- _Assignment_: The records below must be returned exactly, with every picture left out.

- _Records to use_:
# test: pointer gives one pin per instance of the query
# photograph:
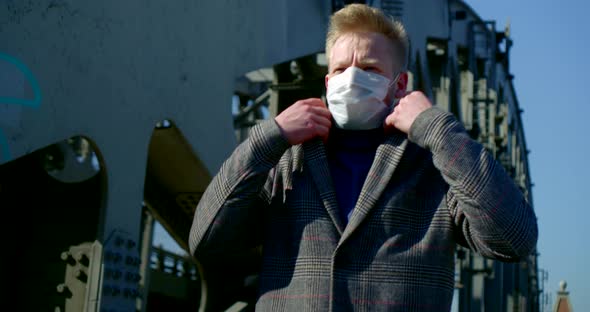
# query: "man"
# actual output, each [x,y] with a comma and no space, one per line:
[359,205]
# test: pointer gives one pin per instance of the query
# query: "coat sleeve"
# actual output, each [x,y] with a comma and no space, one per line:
[228,216]
[489,211]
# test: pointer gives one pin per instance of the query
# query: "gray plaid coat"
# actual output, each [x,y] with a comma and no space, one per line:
[424,194]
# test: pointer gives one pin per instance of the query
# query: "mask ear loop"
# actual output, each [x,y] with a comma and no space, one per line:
[393,82]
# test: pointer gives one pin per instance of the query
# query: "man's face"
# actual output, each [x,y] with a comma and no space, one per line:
[369,51]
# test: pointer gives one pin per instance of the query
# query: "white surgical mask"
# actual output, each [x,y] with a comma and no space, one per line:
[356,99]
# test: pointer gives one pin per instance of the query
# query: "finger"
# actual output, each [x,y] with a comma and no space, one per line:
[314,102]
[322,120]
[390,120]
[321,111]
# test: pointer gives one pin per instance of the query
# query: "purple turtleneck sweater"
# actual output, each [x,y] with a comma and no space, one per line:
[350,156]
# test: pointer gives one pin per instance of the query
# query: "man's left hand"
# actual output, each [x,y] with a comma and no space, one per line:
[406,111]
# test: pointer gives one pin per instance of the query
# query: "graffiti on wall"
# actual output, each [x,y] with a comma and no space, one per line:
[15,78]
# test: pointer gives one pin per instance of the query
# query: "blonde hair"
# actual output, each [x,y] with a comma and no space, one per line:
[362,18]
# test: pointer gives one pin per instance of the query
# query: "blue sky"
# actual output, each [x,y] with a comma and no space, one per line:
[550,62]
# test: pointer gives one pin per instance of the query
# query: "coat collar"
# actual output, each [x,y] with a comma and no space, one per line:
[387,158]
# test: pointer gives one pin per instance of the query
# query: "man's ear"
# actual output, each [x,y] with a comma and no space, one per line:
[401,85]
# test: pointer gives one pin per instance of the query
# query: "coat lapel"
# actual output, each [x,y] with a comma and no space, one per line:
[317,163]
[386,161]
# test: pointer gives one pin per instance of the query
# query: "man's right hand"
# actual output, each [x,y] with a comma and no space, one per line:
[305,120]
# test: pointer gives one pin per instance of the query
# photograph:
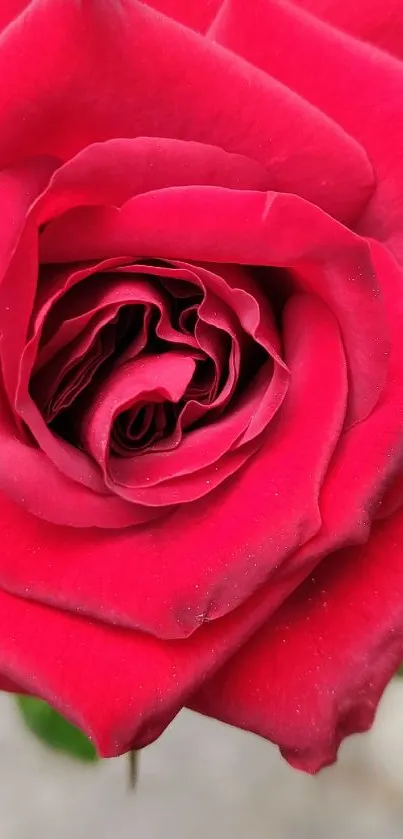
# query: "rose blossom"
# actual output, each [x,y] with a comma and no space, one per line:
[201,364]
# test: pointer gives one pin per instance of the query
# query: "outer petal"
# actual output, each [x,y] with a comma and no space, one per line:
[372,20]
[333,71]
[133,684]
[198,15]
[9,11]
[316,671]
[68,90]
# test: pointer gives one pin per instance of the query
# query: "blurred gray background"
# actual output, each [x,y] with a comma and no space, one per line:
[203,779]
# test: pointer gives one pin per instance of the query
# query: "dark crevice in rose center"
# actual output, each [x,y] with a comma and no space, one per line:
[64,382]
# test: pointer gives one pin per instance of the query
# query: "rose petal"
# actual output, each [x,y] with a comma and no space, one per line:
[149,378]
[99,98]
[315,673]
[254,522]
[10,9]
[248,228]
[196,15]
[328,68]
[375,20]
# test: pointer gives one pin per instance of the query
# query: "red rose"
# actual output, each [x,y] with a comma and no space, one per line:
[201,353]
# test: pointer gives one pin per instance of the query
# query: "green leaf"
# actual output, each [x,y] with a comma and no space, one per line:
[54,730]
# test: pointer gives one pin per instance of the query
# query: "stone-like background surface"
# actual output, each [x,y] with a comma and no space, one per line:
[202,780]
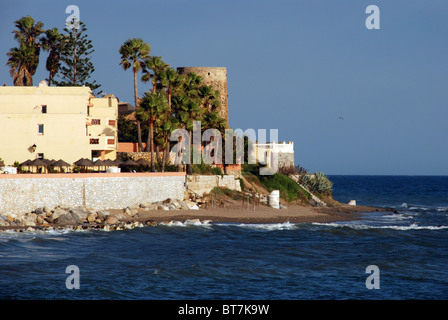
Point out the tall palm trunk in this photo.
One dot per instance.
(151, 143)
(139, 130)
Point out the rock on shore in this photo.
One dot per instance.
(81, 218)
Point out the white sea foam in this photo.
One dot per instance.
(269, 226)
(356, 226)
(186, 223)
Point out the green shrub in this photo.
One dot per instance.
(288, 188)
(318, 183)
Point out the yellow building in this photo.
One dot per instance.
(65, 123)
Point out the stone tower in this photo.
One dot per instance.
(217, 78)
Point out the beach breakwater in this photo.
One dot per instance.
(22, 193)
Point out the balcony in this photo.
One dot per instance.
(102, 142)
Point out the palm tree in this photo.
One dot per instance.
(134, 53)
(166, 124)
(153, 105)
(158, 67)
(53, 42)
(19, 62)
(171, 80)
(27, 34)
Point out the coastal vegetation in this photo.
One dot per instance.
(68, 59)
(170, 101)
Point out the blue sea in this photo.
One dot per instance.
(408, 251)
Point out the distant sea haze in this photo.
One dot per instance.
(407, 248)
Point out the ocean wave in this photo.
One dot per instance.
(268, 226)
(356, 226)
(420, 207)
(186, 223)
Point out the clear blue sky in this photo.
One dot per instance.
(296, 66)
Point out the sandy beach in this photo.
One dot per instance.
(261, 214)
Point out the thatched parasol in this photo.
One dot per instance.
(109, 162)
(60, 163)
(99, 163)
(38, 163)
(129, 162)
(143, 162)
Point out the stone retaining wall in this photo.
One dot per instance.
(23, 193)
(201, 184)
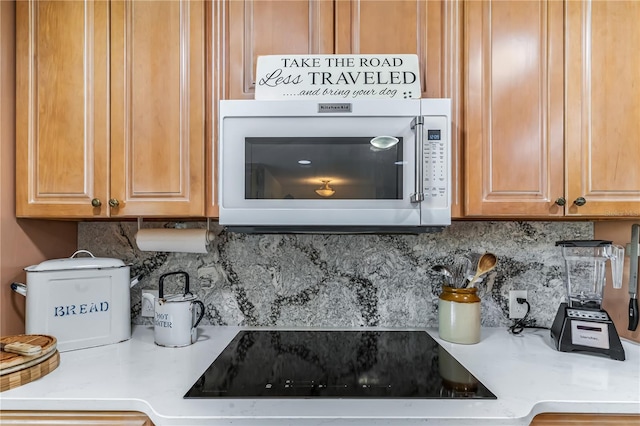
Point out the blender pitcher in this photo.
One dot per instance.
(585, 270)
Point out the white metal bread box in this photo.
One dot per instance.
(81, 301)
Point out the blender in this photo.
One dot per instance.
(581, 325)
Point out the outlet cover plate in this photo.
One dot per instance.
(517, 310)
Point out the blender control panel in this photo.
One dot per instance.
(587, 315)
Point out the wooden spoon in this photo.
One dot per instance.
(486, 263)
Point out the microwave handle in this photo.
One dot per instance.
(418, 195)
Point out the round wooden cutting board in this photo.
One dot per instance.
(16, 370)
(10, 362)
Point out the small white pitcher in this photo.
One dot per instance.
(175, 319)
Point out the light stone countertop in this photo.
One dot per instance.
(526, 374)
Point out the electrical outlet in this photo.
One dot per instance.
(148, 307)
(517, 310)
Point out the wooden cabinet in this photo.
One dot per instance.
(75, 418)
(603, 108)
(428, 29)
(110, 109)
(552, 97)
(281, 27)
(513, 107)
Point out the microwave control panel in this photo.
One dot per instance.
(436, 162)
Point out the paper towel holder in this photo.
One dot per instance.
(208, 224)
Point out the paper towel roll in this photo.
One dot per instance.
(174, 240)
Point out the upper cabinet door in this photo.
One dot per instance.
(62, 109)
(430, 29)
(603, 108)
(401, 26)
(157, 108)
(275, 27)
(514, 108)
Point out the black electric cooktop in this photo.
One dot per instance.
(336, 364)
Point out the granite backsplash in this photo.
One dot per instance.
(346, 280)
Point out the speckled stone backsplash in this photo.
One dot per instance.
(346, 280)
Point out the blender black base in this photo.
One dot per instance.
(586, 330)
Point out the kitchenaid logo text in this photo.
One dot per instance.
(82, 309)
(162, 320)
(340, 76)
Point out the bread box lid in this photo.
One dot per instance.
(73, 263)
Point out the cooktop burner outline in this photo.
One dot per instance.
(336, 364)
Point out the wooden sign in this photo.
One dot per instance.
(337, 77)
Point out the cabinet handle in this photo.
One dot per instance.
(580, 201)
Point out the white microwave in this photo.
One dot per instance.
(376, 166)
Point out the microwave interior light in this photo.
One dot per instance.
(384, 142)
(325, 190)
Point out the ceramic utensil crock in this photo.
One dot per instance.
(459, 315)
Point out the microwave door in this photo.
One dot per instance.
(312, 171)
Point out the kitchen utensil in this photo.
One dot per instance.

- _Response_:
# test: pointer gives one pin per instance of the query
# photograph:
# query: "man"
# actual output, each [x,y] with a comma and no space, one per line:
[359,205]
# test: pointer gives one pin per instance of the query
# query: "coat sleeve"
# actual output, each [x,y] with a comma and no space, one per line:
[228,216]
[489,211]
# test: pointer gives one pin per instance of the query
# query: "gray plaid coat"
# actual output, each [x,y] with a comma and no space, one per line:
[424,194]
# test: pointer gives one pin per instance of the query
# query: "mask ear loop"
# actual output, each [x,y] with a comma and no space, one per line:
[393,82]
# test: pointer gives one pin per instance of the query
# query: "man's face"
# actual output, each [x,y] with a comma and no space, one per line:
[369,51]
# test: pointer gives one pin per instance of the query
# query: "white surgical mask"
# actual output, each [x,y] with a comma and no space, one per line:
[356,99]
# test: pointer gives one pin per instance of the query
# query: "finger"
# actual output, each [x,y] with a comma and no space, one per line:
[314,102]
[322,120]
[390,120]
[321,111]
# test: pointer gives one pin per instance of the query
# query: "purple turtleneck sweater"
# actual output, each [x,y] with a comma and no space, one per line:
[350,156]
# test: pointer gives one pin per instance of the query
# query: "man's left hand"
# actual output, each [x,y] with a comma and no space, one per line:
[406,111]
# test: pointer gives one pin per instance of the query
# query: "graffiti on wall"
# actual output, each [x,y] with a comma and no space, one per line:
[15,78]
# test: pointer gives one pin per instance of the query
# query: "blonde hair"
# actual output, each [x,y] with a comma and no space, one per line:
[362,18]
# test: pointer gives one pin per instance of the query
# query: "blue sky"
# actual output, each [x,y] with a comma and no space, one per line:
[550,62]
# test: pointer gives one pin per instance of the query
# query: "coat collar"
# actual output, each [x,y] with a comma and no space, one per line:
[387,158]
# test: pointer gives one pin per instance of the query
# query: "man's ear"
# actual output, each [x,y] with a comma and no space, one per line:
[401,85]
# test: pointer gives one pin per instance of the query
# query: "coat lapel"
# actual output, each [x,y] with a comma and no space, one per line:
[317,163]
[386,161]
# test: pointer gives one pin per instance of the query
# query: "man's right hand"
# actual output, each [x,y] with a comma and no space, one per line:
[305,120]
# test: pointer gives one pin per instance of the query
# photograph:
# query: "rose blossom"
# actual output, each [x,y] with a comma and no space, one per line:
[201,364]
# test: pointer gives one pin per instance of the query
# query: "outer petal"
# actual output, each [x,y] with a comma and no space, one per line:
[372,20]
[333,71]
[133,684]
[198,15]
[9,11]
[316,671]
[68,90]
# test: pointer gives one pin per instance of the query
# query: "blurred gray background"
# actual output, each [x,y] with a comma and no space, one per line:
[203,779]
# test: pointer gives one pin per instance of the query
# query: "dark crevice in rose center"
# actual output, each [x,y] with a comma and no space, one per line:
[64,382]
# test: pointer gives one pin per instance of the query
# query: "rose petal"
# actual output, each [x,y] with a comma and no space, one per line:
[149,378]
[99,98]
[315,673]
[254,522]
[10,9]
[248,228]
[196,15]
[328,68]
[375,20]
# test: pointer gives one pin per instance of the query
# query: "red rose"
# actual output, each [x,y] with a comma and no space, one per line:
[201,353]
# test: pointer gives one pin per instance of the query
# query: "green leaf"
# actual output, each [x,y] with a comma and no space, one per line:
[54,730]
# test: pointer gives one pin per instance of the query
# query: "stone-like background surface"
# actual output, each [x,y] with a comma and no space, one per line:
[202,780]
Point out the tall palm trunk in this photo.
One dot per instance.
(151, 143)
(139, 130)
Point out the rock on shore in this photo.
One dot per instance.
(81, 218)
Point out the white sea foam in this photo.
One dot per instance.
(269, 226)
(356, 226)
(186, 223)
Point out the green shrub in this photo.
One dot per instance.
(288, 188)
(318, 183)
Point out the yellow building in this photo.
One dot per instance.
(65, 123)
Point out the stone tower in this photo.
One dot per instance.
(217, 78)
Point out the beach breakwater in this photo.
One dot per instance.
(22, 193)
Point out the balcony in this photo.
One dot per instance.
(102, 142)
Point out the palm tree in this photo.
One dot per instance.
(134, 53)
(166, 124)
(153, 105)
(158, 67)
(53, 42)
(19, 62)
(171, 80)
(27, 34)
Point out the coastal vegetation in this photo.
One dot per instance.
(68, 59)
(170, 101)
Point out the blue sea in this photo.
One dot per instance.
(408, 251)
Point out the distant sea haze in this photo.
One dot per instance.
(407, 248)
Point out the ocean wave in this photo.
One dot per instance.
(268, 226)
(356, 226)
(420, 207)
(186, 223)
Point out the clear blue sky in this photo.
One dot per instance.
(296, 66)
Point out the sandy beach in this photo.
One dot per instance.
(261, 214)
Point out the thatched parasol in this photo.
One dot per instance.
(109, 162)
(60, 163)
(99, 163)
(38, 163)
(129, 162)
(143, 162)
Point out the stone retaining wall in this photo.
One dot per instance.
(23, 193)
(201, 184)
Point out the blender pitcher in this photo.
One dot per instance.
(585, 270)
Point out the white metal bread box in this photo.
One dot per instance.
(81, 301)
Point out the blender in this photo.
One dot per instance.
(581, 325)
Point out the outlet cover plate in this photo.
One dot per instance.
(517, 310)
Point out the blender control panel in this photo.
One dot per instance.
(587, 315)
Point out the wooden spoon in this photo.
One dot per instance.
(486, 263)
Point out the microwave handle in this photo.
One dot per instance.
(418, 195)
Point out the round wooden cutting board in this photo.
One dot per instance.
(16, 370)
(10, 362)
Point out the small white pitcher in this photo.
One dot per instance.
(175, 319)
Point out the light stone countertop in this photo.
One dot per instance.
(526, 374)
Point out the electrical outlet in this photo.
One dot per instance.
(148, 307)
(517, 310)
Point out the wooden cabinet in this photo.
One dot per instance.
(75, 418)
(603, 108)
(428, 29)
(110, 109)
(552, 97)
(281, 27)
(513, 107)
Point out the microwave control panel in this photo.
One dot per instance.
(436, 162)
Point out the paper towel holder in this photo.
One dot per instance.
(208, 224)
Point out the paper towel roll in this photo.
One dot per instance.
(174, 240)
Point out the upper cabinet door in this photo.
One dot per instance.
(62, 109)
(430, 29)
(603, 108)
(401, 26)
(157, 108)
(275, 27)
(514, 108)
Point out the black electric cooktop in this photo.
One dot per instance.
(336, 364)
Point out the granite backsplash in this photo.
One dot per instance.
(346, 280)
Point out the speckled stone backsplash in this photo.
One dot per instance.
(346, 280)
Point out the blender black base in this photo.
One dot per instance.
(586, 330)
Point out the kitchenaid logo text in this photo.
One dot per instance.
(82, 309)
(162, 320)
(340, 76)
Point out the bread box lid in this photo.
One dot per instance.
(73, 263)
Point out the cooktop burner outline in this photo.
One dot per instance.
(336, 364)
Point out the wooden sign in this photo.
One dot per instance.
(337, 77)
Point out the cabinet handle in this photo.
One dot per instance.
(580, 201)
Point out the white microwave in this photo.
One dot per instance.
(376, 166)
Point out the microwave interior light in this photo.
One dot per instance.
(384, 142)
(325, 190)
Point out the ceramic utensil crock in this photo.
One dot per instance.
(459, 315)
Point out the microwave door in this photo.
One dot per instance.
(312, 171)
Point out the kitchen utensil in this photo.
One dot per instance.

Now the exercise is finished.